# Do this
Exactly as given, write out the lines from the one containing "find kitchen faucet" through the end of the listing, with both ends included and nothing else.

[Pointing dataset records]
========================

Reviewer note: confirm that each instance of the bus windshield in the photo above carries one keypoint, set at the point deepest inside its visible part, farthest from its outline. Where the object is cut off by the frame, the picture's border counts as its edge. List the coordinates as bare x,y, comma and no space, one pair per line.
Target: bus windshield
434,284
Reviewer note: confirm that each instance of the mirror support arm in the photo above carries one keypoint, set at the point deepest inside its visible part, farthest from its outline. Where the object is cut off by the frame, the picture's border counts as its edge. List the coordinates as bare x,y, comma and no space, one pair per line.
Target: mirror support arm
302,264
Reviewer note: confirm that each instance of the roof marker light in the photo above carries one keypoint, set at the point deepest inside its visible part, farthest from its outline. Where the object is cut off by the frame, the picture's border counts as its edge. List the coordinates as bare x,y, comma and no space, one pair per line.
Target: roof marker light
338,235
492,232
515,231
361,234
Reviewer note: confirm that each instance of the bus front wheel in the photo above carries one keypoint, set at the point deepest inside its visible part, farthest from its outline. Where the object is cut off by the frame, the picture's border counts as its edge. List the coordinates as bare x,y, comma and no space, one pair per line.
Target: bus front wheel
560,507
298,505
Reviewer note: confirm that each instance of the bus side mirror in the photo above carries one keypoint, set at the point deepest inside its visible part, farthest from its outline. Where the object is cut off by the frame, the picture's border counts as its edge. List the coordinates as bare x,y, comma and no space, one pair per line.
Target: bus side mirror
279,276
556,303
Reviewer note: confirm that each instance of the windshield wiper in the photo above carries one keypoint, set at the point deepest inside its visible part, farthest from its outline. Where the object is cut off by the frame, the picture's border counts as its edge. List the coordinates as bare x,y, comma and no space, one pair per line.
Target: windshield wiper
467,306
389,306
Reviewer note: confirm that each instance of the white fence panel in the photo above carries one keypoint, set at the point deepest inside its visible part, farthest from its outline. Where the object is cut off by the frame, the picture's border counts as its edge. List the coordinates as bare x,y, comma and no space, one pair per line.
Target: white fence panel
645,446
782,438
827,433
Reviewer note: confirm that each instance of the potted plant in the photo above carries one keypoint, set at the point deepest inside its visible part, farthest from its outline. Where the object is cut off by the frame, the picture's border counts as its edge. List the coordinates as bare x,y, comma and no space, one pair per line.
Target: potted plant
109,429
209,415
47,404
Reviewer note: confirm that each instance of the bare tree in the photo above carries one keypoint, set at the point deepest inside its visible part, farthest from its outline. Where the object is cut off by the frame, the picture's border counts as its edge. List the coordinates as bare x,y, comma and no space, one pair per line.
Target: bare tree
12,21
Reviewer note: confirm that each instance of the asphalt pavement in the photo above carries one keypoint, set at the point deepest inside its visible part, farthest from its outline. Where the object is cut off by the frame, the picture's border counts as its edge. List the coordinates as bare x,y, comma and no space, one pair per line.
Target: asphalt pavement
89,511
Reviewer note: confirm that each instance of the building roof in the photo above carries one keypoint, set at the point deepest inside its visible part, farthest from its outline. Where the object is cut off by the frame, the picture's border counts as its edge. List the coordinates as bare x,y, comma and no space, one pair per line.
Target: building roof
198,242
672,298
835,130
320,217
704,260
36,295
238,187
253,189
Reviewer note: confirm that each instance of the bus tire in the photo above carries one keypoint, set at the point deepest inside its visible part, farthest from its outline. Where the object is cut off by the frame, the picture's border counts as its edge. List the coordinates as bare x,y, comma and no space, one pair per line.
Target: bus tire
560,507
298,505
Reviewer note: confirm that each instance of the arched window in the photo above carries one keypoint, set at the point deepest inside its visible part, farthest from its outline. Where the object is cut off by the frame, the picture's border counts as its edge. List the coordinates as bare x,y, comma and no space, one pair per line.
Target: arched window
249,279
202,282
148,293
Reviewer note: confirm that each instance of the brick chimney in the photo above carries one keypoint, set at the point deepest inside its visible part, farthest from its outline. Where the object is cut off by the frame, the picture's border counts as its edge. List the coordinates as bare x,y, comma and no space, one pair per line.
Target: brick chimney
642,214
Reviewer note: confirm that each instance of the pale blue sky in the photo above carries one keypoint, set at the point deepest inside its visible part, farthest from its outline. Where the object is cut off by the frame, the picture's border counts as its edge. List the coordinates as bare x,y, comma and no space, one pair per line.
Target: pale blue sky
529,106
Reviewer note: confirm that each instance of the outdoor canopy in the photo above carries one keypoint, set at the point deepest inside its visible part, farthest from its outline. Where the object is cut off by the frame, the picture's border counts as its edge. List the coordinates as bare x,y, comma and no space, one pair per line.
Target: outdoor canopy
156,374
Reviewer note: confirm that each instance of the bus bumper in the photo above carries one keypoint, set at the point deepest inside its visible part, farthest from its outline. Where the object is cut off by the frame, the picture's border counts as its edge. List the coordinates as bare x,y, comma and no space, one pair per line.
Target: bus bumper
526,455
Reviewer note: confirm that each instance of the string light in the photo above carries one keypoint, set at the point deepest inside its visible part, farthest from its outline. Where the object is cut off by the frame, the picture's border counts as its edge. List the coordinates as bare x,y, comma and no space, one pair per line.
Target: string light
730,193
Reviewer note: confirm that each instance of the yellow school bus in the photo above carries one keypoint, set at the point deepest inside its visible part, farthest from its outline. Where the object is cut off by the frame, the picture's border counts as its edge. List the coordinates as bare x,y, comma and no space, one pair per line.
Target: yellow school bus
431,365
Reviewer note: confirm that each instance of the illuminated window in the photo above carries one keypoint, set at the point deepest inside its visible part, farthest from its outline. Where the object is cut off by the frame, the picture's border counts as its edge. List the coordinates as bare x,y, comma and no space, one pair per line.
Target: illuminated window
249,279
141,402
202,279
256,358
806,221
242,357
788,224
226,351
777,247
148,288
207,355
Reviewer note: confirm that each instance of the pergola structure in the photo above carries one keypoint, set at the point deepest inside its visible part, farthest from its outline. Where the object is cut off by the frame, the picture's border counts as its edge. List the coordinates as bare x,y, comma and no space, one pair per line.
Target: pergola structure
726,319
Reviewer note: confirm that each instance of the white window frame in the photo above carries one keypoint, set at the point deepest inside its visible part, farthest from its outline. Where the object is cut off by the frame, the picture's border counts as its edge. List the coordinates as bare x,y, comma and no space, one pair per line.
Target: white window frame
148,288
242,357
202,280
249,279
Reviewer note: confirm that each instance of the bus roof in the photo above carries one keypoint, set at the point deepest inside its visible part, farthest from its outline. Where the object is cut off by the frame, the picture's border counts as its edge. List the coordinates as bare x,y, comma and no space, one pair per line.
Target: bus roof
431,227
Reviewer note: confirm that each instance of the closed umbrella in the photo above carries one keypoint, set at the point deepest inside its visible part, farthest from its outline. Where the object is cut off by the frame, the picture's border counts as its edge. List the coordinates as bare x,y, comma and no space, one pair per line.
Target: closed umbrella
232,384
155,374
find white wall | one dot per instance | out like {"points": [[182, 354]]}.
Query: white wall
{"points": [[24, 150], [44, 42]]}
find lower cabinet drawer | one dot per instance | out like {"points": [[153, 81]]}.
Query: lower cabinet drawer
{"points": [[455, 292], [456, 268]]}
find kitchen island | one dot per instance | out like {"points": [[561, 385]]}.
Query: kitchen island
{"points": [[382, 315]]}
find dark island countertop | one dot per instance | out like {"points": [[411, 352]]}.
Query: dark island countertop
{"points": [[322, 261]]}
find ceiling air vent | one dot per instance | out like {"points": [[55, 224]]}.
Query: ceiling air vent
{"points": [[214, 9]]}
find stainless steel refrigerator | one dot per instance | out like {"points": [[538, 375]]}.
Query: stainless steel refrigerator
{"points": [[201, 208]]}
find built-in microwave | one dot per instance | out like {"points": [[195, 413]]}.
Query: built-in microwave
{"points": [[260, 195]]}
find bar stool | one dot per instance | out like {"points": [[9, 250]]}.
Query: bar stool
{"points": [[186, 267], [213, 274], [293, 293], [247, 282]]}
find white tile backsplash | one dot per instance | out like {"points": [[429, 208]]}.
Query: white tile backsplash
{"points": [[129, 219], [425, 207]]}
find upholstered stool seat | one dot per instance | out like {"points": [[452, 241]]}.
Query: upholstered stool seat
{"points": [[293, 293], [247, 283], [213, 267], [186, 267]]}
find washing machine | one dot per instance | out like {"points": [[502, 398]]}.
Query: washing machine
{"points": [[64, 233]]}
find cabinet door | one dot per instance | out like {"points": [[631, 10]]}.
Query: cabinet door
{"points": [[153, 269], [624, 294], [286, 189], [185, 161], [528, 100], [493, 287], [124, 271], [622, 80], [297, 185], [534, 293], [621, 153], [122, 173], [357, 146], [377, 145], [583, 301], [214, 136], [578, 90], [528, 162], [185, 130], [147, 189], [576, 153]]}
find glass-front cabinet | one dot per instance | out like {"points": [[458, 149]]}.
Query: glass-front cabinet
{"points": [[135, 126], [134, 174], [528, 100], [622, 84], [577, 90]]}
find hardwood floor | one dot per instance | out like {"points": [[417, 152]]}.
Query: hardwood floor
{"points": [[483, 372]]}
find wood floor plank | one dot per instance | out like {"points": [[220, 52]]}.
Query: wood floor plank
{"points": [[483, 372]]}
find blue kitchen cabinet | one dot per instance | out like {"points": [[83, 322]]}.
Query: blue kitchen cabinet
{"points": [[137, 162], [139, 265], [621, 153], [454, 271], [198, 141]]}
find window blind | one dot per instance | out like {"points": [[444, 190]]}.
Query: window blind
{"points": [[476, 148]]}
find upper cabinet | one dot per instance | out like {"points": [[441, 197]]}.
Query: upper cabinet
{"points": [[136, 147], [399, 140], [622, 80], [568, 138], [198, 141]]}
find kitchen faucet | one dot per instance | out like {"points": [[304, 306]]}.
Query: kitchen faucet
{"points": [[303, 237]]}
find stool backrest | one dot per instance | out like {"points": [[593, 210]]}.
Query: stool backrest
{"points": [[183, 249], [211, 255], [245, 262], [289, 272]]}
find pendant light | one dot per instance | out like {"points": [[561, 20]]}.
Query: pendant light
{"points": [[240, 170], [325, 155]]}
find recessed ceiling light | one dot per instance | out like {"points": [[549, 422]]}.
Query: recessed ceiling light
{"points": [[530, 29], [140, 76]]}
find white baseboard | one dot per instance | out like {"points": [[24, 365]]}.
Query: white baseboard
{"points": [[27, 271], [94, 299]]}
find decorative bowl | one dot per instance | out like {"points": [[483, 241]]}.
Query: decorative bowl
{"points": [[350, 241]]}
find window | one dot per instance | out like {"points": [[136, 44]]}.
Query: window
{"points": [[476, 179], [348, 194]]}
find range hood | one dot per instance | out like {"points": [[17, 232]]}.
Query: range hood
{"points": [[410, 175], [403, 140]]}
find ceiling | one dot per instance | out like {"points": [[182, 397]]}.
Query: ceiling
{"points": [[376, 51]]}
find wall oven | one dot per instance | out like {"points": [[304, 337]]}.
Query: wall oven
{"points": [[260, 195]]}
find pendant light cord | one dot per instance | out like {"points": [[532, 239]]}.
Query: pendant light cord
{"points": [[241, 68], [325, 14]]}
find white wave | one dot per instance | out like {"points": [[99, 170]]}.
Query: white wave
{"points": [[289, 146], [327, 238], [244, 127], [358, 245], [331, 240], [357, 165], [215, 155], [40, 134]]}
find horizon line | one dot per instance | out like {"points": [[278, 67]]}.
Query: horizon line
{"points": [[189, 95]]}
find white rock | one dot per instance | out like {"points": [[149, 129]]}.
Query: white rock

========================

# Final result
find kitchen faucet | one dot per instance | out like {"points": [[304, 306]]}.
Query: kitchen faucet
{"points": [[303, 237]]}
find stool backrest | one dot per instance | out like {"points": [[593, 210]]}.
Query: stool backrest
{"points": [[183, 249], [211, 255], [245, 262], [289, 272]]}
find pendant light | one dot per instance | out like {"points": [[561, 20]]}.
Query: pendant light
{"points": [[240, 170], [325, 155]]}
find recessed ceiling light | one dot per instance | out like {"points": [[549, 422]]}.
Query: recessed ceiling light
{"points": [[530, 29], [140, 76]]}
find white baseboard | one dot per instance | out like {"points": [[24, 365]]}.
Query: white baseboard
{"points": [[27, 271], [94, 299]]}
find decorative bowl | one dot per instance | out like {"points": [[483, 241]]}.
Query: decorative bowl
{"points": [[350, 241]]}
find window | one dot per instance | out like {"points": [[136, 44]]}.
Query: window
{"points": [[476, 179], [348, 194]]}
find range hood | one dot per instance | out like {"points": [[17, 232]]}.
Query: range hood
{"points": [[410, 175], [403, 140]]}
find ceiling | one dot per instance | out like {"points": [[182, 397]]}.
Query: ceiling
{"points": [[376, 51]]}
find wall oven | one dot per instance | out like {"points": [[304, 337]]}.
Query: wall oven
{"points": [[260, 195]]}
find pendant light cord | one dot per instance | out like {"points": [[532, 239]]}.
Query: pendant light cord
{"points": [[241, 68], [325, 14]]}
find white wave | one dot per instance | out like {"points": [[99, 170]]}.
Query: white wave
{"points": [[289, 146], [327, 238], [244, 127], [358, 245], [331, 240], [357, 165], [215, 155], [40, 134]]}
find horizon line | one dot per instance | out like {"points": [[278, 67]]}.
Query: horizon line
{"points": [[189, 95]]}
find white rock | one dot per instance | out like {"points": [[149, 129]]}.
Query: white rock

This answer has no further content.